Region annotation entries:
▬▬▬

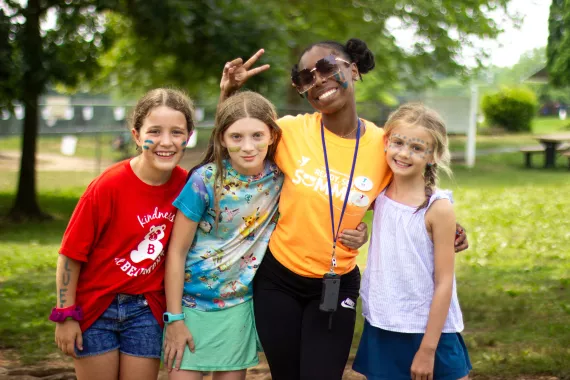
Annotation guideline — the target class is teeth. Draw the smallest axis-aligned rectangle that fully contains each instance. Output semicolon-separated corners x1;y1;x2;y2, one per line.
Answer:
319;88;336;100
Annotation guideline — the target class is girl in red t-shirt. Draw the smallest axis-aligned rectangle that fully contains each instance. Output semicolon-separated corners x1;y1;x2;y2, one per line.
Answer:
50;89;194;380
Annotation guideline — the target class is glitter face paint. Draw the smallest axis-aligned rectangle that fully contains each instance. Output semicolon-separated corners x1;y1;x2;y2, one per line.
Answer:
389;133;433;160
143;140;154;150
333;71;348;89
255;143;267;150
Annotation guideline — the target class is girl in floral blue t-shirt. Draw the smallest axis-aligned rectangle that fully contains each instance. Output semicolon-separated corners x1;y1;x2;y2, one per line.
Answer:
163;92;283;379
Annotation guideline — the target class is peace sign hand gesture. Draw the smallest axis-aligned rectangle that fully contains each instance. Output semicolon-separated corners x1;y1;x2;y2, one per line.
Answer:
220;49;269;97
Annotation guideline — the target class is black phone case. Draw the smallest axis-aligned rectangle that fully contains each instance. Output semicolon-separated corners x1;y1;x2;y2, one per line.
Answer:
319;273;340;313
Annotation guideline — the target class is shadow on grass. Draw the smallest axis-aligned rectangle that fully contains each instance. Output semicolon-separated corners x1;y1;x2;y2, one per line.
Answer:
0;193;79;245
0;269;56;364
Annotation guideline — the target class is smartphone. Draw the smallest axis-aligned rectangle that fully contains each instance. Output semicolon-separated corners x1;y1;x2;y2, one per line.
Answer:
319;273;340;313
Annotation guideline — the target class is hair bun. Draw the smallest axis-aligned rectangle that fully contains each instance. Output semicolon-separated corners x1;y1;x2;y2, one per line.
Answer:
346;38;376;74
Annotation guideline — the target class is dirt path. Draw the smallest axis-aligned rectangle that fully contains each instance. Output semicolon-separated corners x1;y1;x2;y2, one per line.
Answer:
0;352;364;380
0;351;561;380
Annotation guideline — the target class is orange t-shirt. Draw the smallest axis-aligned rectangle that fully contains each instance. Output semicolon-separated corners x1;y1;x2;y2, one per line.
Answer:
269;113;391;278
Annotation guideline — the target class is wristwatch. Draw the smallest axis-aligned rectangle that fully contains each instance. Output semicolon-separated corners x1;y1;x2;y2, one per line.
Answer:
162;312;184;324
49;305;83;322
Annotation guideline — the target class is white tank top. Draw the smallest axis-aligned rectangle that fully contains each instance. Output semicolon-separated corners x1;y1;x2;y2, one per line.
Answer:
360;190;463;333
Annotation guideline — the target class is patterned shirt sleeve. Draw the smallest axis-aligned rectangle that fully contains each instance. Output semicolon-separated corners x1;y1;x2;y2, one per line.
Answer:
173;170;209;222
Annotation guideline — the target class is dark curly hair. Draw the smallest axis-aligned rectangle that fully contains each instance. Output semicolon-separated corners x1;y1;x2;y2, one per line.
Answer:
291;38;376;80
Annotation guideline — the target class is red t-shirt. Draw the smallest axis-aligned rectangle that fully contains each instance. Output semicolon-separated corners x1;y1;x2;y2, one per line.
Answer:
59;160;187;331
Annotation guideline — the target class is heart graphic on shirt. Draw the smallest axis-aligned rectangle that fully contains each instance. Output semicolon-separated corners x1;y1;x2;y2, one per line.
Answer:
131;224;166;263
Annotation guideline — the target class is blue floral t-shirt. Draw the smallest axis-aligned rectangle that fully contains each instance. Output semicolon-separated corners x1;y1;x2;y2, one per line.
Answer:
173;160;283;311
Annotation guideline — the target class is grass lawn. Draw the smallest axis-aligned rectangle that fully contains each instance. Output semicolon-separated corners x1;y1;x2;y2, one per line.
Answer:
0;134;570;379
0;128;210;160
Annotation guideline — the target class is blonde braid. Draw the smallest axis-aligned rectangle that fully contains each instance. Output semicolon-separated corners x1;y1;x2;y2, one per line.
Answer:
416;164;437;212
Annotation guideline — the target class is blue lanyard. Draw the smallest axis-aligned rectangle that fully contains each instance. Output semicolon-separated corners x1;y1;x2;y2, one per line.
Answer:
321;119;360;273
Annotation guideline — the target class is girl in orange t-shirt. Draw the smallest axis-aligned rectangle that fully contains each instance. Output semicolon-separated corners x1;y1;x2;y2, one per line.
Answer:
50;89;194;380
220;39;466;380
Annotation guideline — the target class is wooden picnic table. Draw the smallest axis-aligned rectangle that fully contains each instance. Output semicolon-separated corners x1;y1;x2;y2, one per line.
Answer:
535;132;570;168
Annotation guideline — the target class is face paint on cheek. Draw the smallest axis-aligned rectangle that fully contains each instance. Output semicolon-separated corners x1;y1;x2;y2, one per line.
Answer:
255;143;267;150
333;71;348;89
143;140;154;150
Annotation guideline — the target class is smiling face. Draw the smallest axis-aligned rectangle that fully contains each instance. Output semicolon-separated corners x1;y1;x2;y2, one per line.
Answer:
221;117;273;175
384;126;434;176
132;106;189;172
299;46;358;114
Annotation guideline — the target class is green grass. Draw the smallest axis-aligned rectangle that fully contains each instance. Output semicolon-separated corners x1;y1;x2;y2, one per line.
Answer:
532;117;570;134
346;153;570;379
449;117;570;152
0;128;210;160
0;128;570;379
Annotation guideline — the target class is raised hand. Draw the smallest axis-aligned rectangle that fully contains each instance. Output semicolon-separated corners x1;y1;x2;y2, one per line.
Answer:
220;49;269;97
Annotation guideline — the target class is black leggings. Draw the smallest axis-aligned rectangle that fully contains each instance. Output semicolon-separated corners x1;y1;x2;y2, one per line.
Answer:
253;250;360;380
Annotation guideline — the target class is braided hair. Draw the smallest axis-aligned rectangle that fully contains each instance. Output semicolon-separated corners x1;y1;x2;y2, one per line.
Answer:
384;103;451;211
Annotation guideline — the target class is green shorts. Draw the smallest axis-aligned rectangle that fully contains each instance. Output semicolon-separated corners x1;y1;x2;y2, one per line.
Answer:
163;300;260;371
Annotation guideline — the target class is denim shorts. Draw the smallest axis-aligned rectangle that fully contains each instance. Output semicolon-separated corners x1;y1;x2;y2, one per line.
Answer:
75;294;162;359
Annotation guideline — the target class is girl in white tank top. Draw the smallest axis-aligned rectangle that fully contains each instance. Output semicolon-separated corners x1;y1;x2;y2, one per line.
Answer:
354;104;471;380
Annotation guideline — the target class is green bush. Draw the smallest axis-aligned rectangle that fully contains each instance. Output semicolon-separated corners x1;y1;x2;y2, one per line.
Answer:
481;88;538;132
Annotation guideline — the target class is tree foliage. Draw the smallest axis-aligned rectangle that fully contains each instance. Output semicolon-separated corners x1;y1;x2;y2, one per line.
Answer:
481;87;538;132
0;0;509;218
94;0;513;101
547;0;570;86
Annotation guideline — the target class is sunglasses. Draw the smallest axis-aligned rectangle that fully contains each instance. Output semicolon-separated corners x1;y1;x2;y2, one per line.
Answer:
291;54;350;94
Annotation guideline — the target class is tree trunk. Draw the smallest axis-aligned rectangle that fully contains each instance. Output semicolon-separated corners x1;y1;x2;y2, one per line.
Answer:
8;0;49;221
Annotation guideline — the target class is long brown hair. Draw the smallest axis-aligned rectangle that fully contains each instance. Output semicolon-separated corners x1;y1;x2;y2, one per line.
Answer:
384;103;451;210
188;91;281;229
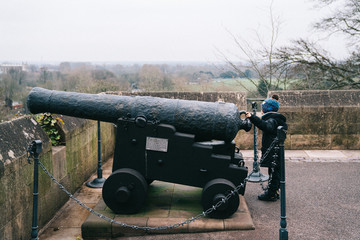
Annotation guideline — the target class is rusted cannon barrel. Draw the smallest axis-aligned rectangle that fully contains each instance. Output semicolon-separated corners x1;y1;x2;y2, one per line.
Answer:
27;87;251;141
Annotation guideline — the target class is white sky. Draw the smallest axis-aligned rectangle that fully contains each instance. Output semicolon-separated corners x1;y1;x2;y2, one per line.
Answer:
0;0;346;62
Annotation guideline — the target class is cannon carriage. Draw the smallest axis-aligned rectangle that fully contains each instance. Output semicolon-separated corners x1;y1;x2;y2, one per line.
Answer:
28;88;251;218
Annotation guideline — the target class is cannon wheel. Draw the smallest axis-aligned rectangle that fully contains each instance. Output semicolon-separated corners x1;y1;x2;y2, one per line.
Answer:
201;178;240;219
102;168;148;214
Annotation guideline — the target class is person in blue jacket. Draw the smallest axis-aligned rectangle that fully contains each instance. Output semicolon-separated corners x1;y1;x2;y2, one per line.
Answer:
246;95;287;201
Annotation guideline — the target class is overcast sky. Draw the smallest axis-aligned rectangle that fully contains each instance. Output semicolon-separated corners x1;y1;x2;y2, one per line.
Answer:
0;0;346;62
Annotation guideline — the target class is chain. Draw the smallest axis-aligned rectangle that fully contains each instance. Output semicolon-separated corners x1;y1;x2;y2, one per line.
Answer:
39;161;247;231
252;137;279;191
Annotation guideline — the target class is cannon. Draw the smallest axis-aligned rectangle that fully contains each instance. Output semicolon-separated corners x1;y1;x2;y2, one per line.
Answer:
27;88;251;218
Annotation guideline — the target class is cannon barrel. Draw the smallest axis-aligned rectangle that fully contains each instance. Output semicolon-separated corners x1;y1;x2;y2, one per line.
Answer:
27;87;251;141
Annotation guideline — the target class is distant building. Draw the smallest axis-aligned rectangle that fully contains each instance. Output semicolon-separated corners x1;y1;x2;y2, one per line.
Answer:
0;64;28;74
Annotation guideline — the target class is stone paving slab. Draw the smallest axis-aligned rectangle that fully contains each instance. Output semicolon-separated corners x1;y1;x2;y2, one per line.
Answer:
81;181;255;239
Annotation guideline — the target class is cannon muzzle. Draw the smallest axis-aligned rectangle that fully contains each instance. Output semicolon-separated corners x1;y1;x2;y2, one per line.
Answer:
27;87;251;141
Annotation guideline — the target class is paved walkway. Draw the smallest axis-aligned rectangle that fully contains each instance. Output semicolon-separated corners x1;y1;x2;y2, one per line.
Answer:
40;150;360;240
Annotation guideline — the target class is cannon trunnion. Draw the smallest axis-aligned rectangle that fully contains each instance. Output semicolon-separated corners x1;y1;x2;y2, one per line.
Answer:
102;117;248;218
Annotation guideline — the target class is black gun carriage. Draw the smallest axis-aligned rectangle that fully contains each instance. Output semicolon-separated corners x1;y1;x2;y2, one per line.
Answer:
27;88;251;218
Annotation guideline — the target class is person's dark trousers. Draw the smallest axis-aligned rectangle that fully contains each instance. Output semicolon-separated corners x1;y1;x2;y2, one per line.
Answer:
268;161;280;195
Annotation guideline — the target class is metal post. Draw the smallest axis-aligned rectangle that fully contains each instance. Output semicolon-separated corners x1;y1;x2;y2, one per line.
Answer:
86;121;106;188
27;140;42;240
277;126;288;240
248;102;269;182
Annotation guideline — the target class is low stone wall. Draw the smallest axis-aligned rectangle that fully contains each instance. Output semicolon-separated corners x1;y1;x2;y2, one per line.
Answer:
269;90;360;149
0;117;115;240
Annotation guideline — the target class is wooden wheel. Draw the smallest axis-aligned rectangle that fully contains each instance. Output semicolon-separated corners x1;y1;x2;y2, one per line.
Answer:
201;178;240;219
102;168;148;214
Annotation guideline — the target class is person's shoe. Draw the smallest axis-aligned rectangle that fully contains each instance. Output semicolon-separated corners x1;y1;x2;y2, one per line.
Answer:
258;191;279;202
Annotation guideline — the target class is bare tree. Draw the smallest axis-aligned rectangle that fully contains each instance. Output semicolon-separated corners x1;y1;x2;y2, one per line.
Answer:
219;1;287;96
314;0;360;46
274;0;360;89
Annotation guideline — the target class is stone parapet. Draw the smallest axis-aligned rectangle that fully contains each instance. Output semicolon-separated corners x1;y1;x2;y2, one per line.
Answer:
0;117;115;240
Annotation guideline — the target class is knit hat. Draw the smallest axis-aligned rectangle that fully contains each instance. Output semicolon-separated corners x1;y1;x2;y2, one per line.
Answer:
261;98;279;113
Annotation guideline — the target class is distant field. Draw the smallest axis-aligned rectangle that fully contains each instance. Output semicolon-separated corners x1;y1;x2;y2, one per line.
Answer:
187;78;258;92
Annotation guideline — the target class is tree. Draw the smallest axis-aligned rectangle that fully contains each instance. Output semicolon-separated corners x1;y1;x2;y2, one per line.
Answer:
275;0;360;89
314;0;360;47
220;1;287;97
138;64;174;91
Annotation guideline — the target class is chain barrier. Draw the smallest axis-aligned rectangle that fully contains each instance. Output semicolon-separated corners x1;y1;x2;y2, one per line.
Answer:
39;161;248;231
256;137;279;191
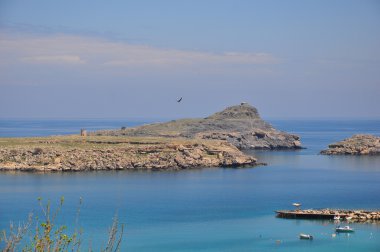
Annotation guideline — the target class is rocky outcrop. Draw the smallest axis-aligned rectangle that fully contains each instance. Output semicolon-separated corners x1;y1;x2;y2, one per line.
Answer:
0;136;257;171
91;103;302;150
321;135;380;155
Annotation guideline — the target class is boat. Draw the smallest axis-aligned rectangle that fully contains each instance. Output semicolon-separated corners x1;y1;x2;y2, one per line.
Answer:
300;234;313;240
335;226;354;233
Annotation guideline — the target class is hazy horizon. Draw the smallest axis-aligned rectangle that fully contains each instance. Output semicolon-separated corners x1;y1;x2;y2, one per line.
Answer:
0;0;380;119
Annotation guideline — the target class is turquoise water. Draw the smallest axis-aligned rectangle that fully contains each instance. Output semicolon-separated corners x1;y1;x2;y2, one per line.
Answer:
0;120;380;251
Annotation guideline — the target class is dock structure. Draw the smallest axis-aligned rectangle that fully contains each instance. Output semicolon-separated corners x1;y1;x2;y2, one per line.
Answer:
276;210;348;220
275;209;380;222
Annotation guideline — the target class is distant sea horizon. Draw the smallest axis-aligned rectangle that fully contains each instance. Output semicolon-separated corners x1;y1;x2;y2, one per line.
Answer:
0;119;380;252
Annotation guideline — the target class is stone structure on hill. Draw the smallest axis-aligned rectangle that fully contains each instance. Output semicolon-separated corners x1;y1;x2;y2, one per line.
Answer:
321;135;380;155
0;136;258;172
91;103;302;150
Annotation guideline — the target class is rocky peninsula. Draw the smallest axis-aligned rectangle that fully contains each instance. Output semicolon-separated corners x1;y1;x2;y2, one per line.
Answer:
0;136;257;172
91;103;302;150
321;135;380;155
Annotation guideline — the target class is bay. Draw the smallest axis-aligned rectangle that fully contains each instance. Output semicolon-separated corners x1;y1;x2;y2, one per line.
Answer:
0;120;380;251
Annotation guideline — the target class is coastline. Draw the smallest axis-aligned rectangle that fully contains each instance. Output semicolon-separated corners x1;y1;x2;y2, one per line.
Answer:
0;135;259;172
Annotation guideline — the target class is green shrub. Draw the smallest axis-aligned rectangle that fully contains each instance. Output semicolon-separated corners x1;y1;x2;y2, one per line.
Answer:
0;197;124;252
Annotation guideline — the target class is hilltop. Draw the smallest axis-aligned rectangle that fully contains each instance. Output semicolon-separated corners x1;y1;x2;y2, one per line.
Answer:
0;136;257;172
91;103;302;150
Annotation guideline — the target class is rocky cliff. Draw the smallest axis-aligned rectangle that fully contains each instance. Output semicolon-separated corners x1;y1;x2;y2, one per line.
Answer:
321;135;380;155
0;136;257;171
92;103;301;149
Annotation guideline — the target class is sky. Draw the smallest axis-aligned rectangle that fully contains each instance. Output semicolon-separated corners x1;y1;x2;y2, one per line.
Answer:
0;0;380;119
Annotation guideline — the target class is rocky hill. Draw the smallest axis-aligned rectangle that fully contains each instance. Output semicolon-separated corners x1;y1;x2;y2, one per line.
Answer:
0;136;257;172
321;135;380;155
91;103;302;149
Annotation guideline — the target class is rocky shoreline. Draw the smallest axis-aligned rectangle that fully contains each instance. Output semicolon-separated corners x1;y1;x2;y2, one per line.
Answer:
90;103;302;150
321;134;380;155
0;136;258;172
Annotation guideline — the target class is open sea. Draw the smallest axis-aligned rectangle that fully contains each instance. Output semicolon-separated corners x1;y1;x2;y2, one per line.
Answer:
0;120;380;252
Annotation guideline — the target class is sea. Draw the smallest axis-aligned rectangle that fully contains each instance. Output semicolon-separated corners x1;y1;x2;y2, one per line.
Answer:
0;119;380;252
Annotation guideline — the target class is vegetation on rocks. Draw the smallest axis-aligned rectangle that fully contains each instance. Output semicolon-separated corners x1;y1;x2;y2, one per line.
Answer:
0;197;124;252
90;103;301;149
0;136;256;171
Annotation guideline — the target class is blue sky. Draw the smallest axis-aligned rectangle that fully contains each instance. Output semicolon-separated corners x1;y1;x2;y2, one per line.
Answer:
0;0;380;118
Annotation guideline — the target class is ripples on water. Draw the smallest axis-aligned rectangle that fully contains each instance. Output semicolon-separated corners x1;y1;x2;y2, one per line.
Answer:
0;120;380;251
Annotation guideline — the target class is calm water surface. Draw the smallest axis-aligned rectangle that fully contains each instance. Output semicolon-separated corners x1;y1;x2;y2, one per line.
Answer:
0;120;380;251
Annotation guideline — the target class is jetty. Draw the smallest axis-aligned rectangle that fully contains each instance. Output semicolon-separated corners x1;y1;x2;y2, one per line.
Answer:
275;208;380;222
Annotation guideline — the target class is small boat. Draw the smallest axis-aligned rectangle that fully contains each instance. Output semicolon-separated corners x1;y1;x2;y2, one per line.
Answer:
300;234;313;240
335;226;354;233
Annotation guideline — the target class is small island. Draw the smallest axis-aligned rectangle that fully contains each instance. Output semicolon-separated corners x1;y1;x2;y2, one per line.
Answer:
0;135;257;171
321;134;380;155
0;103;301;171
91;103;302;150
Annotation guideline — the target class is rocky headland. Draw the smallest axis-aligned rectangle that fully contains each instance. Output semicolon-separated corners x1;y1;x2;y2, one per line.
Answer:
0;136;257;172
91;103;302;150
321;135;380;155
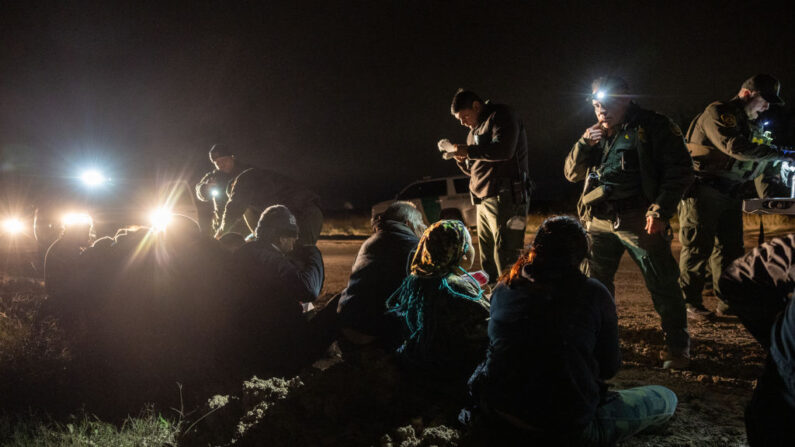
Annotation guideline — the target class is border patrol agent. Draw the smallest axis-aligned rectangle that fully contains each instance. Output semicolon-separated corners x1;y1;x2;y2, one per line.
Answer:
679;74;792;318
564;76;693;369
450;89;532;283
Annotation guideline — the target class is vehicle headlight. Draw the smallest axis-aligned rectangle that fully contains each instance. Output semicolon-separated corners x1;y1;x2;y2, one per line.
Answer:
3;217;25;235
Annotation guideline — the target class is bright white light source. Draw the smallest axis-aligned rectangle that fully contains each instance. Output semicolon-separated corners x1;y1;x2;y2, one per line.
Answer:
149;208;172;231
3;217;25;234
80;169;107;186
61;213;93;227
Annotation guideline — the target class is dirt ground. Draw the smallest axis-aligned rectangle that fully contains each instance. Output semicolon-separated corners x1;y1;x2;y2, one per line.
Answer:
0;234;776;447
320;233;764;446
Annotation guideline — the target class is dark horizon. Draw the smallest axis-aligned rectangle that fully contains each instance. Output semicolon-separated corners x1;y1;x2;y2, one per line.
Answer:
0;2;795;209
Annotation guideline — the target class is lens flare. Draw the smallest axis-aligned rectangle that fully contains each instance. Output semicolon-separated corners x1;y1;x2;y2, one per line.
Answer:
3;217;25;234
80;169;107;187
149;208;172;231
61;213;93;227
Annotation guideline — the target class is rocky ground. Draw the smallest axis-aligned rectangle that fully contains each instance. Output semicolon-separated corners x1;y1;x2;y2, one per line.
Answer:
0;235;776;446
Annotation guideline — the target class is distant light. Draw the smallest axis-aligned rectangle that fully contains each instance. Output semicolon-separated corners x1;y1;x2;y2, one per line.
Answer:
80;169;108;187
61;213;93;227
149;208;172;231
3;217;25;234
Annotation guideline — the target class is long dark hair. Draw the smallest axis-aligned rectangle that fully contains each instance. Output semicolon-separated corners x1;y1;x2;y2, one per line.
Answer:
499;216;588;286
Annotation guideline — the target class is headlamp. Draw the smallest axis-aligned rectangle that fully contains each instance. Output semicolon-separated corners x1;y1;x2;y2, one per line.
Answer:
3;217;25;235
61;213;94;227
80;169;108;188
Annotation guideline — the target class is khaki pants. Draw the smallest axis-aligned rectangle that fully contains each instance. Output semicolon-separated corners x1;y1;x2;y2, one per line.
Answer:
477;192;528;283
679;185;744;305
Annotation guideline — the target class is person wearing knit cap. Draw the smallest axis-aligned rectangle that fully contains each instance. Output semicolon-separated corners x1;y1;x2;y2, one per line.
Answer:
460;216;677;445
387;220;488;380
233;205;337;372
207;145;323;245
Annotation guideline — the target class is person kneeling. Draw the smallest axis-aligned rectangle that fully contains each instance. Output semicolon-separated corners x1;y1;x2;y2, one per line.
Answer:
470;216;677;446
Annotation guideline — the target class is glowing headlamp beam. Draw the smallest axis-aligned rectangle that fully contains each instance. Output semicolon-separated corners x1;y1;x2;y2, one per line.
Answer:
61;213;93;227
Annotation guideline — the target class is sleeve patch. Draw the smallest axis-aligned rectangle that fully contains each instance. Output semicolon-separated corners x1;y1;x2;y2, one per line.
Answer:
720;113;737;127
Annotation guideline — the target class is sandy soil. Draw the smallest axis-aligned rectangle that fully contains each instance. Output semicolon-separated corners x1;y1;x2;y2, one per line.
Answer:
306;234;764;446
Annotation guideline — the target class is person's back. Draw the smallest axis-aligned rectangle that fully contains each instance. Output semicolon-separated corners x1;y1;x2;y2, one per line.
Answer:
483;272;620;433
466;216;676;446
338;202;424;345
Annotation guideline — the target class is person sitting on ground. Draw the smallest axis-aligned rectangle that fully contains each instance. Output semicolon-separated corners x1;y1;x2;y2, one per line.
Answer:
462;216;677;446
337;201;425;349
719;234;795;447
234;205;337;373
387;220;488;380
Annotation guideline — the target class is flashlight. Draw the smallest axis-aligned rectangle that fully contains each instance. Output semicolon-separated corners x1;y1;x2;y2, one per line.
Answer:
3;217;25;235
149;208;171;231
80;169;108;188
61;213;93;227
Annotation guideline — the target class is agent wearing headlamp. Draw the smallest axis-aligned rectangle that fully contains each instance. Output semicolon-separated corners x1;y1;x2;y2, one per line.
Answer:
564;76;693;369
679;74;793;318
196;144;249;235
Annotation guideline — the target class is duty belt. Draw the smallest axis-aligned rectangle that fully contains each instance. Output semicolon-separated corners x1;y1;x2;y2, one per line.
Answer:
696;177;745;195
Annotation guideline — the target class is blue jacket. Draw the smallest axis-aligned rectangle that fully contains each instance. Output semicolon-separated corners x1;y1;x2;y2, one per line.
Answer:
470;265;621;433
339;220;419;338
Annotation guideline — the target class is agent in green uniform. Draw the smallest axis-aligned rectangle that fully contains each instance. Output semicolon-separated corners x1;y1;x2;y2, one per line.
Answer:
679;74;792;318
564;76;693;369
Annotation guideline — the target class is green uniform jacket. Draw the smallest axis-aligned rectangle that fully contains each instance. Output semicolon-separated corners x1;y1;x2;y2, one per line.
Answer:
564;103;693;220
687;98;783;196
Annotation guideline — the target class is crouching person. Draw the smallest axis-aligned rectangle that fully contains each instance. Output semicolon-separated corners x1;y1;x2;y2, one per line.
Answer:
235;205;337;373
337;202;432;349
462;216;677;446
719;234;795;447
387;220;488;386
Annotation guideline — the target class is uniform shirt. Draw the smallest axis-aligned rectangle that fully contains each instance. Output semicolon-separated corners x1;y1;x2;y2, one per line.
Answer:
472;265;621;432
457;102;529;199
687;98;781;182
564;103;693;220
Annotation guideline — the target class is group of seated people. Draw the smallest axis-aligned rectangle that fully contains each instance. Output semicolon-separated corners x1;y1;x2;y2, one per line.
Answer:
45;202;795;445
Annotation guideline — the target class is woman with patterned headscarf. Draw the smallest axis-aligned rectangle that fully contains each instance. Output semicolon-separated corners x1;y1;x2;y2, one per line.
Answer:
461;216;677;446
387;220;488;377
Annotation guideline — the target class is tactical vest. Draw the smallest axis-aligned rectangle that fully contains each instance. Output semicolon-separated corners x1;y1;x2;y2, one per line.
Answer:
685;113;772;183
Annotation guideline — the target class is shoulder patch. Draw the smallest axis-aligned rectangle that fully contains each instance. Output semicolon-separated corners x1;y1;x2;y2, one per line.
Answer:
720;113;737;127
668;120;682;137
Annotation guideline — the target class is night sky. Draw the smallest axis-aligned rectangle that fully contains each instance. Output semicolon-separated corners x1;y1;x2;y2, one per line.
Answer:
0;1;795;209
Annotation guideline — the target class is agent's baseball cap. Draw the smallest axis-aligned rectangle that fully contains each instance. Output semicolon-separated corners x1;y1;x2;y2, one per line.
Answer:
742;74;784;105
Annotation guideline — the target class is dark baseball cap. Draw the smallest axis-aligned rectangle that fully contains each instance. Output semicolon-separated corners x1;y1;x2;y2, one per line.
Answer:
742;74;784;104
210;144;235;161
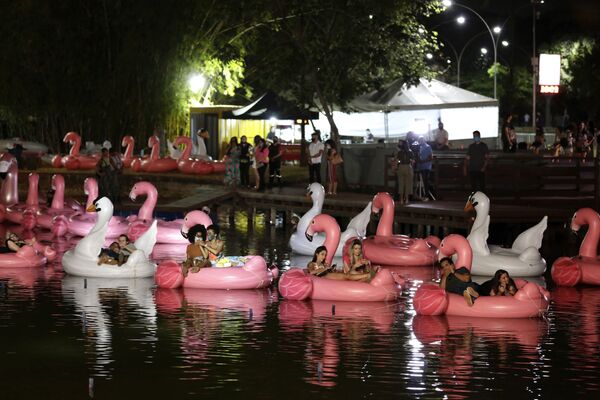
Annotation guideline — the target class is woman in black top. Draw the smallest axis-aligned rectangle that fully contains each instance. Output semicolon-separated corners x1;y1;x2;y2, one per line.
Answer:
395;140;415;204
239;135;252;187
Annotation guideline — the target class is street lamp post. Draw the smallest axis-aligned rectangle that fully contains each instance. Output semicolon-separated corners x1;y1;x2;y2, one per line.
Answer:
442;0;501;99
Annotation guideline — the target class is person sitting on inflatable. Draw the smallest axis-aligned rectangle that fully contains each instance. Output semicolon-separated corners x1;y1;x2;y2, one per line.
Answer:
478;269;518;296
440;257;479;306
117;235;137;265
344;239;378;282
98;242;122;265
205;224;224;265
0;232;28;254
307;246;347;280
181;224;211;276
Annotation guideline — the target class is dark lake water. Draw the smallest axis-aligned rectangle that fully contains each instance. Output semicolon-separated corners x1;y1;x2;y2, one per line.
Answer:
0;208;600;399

▬▬▬

Exercise:
Please write out the lines unchanged, beginning at the line that has "Annotation guideline — the target class is cannon carriage." and stopping after the line that has "28;88;251;218".

Expected answer:
Annotation guideline — the target class is cannon carriage. Draw the smallest axis-aligned rectangle that fully contains each instance. Output semicolon-separated corners x1;y1;x2;y2, one per line.
Answer:
28;88;251;218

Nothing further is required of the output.